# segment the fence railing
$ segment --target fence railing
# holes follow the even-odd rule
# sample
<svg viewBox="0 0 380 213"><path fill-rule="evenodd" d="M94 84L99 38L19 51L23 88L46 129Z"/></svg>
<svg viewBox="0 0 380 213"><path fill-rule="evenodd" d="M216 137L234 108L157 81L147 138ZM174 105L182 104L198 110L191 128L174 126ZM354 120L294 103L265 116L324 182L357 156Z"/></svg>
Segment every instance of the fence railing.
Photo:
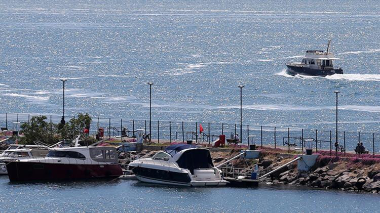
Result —
<svg viewBox="0 0 380 213"><path fill-rule="evenodd" d="M3 113L0 114L0 127L12 129L13 123L30 122L33 116L39 114ZM48 122L58 123L61 116L56 114L41 114L48 117ZM68 121L73 116L66 116ZM155 142L172 143L185 142L188 140L197 140L212 143L220 135L231 136L240 134L242 129L243 135L239 136L244 144L248 144L248 136L255 136L254 143L258 145L271 145L277 148L279 146L302 148L302 139L313 138L316 141L314 145L317 150L335 150L335 130L306 129L296 126L275 126L237 123L218 123L215 122L167 121L152 120L151 132L149 132L149 120L128 119L98 117L92 116L90 134L95 135L100 128L104 129L104 137L123 136L133 138L136 137L137 129L143 129L145 135L149 134ZM200 133L200 124L203 131ZM358 143L363 145L370 153L380 152L380 134L364 132L338 132L338 141L345 150L354 151ZM282 140L281 142L281 140Z"/></svg>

## [Exercise instructions]
Reproduce every line of the items above word for word, leaving out the pictures.

## [Solution]
# segment the fence railing
$ segment --target fence railing
# holes follow the even-odd rule
# sample
<svg viewBox="0 0 380 213"><path fill-rule="evenodd" d="M94 84L99 38L19 51L23 88L46 129Z"/></svg>
<svg viewBox="0 0 380 213"><path fill-rule="evenodd" d="M216 137L234 108L157 81L147 138ZM174 105L182 104L198 110L191 128L174 126ZM354 120L294 103L265 116L324 182L357 156Z"/></svg>
Segment every instance of the fence railing.
Photo:
Result —
<svg viewBox="0 0 380 213"><path fill-rule="evenodd" d="M3 113L0 114L0 127L12 129L13 123L30 122L33 116L39 114ZM48 122L58 123L61 116L56 114L41 114L48 117ZM68 121L73 116L66 116ZM155 142L172 143L185 142L188 140L197 140L212 143L220 135L231 136L240 134L242 129L243 135L239 136L244 144L248 144L248 136L255 136L254 143L258 145L271 145L277 148L279 146L302 148L302 139L313 138L316 141L314 145L317 150L335 150L335 130L306 129L296 126L275 126L237 123L218 123L215 122L167 121L152 120L151 132L149 132L149 120L128 119L98 117L92 116L90 134L95 135L100 128L104 129L104 137L123 136L133 138L136 137L137 129L143 129L145 135L149 134ZM200 133L200 124L203 131ZM358 143L363 145L370 153L380 152L380 134L364 132L338 132L338 141L345 150L354 151ZM282 140L281 142L281 140Z"/></svg>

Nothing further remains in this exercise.